→ Written problem
Can you give the records below again with every "instance" replaced by "occurrence" and nothing else changed?
====== Provided information ======
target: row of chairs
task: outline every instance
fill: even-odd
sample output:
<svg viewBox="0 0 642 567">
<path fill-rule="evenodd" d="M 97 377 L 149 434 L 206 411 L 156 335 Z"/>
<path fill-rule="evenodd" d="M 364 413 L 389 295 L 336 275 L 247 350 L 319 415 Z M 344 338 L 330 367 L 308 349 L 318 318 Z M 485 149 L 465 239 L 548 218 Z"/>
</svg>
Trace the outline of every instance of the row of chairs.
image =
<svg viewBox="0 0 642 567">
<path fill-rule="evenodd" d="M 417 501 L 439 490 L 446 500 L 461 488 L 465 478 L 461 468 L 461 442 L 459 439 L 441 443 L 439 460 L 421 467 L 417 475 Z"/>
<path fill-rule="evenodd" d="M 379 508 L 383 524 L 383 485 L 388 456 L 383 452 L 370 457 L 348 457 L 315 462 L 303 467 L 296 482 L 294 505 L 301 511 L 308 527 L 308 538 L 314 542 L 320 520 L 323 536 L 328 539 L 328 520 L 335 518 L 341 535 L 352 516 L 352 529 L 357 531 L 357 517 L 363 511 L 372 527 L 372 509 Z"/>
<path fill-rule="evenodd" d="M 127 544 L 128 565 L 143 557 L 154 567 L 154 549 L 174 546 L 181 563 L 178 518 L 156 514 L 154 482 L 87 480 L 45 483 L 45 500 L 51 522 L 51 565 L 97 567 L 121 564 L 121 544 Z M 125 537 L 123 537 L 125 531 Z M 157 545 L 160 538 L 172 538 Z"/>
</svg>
======
→ In response
target: row of chairs
task: outline every occurrence
fill: even-odd
sample output:
<svg viewBox="0 0 642 567">
<path fill-rule="evenodd" d="M 97 377 L 149 434 L 206 411 L 156 335 Z"/>
<path fill-rule="evenodd" d="M 364 413 L 389 295 L 336 275 L 247 350 L 319 415 Z M 344 338 L 330 367 L 308 349 L 318 318 Z M 485 149 L 465 239 L 548 218 Z"/>
</svg>
Trace the outline of every occurrence of the row of chairs.
image =
<svg viewBox="0 0 642 567">
<path fill-rule="evenodd" d="M 417 501 L 439 490 L 446 500 L 461 488 L 465 478 L 461 468 L 461 442 L 459 439 L 441 443 L 439 460 L 421 467 L 417 475 Z"/>
<path fill-rule="evenodd" d="M 379 508 L 383 524 L 383 485 L 388 456 L 383 452 L 370 457 L 348 457 L 315 462 L 303 467 L 296 482 L 294 505 L 301 511 L 308 527 L 308 538 L 314 542 L 320 520 L 323 536 L 328 539 L 328 520 L 335 518 L 341 535 L 352 516 L 352 529 L 357 531 L 357 517 L 363 511 L 372 527 L 372 509 Z"/>
<path fill-rule="evenodd" d="M 127 544 L 128 565 L 143 557 L 154 567 L 154 549 L 174 546 L 181 563 L 178 518 L 156 514 L 154 482 L 87 480 L 45 483 L 45 500 L 51 522 L 51 565 L 97 567 L 121 564 L 121 544 Z M 125 537 L 123 537 L 125 531 Z M 157 545 L 160 538 L 172 538 Z"/>
</svg>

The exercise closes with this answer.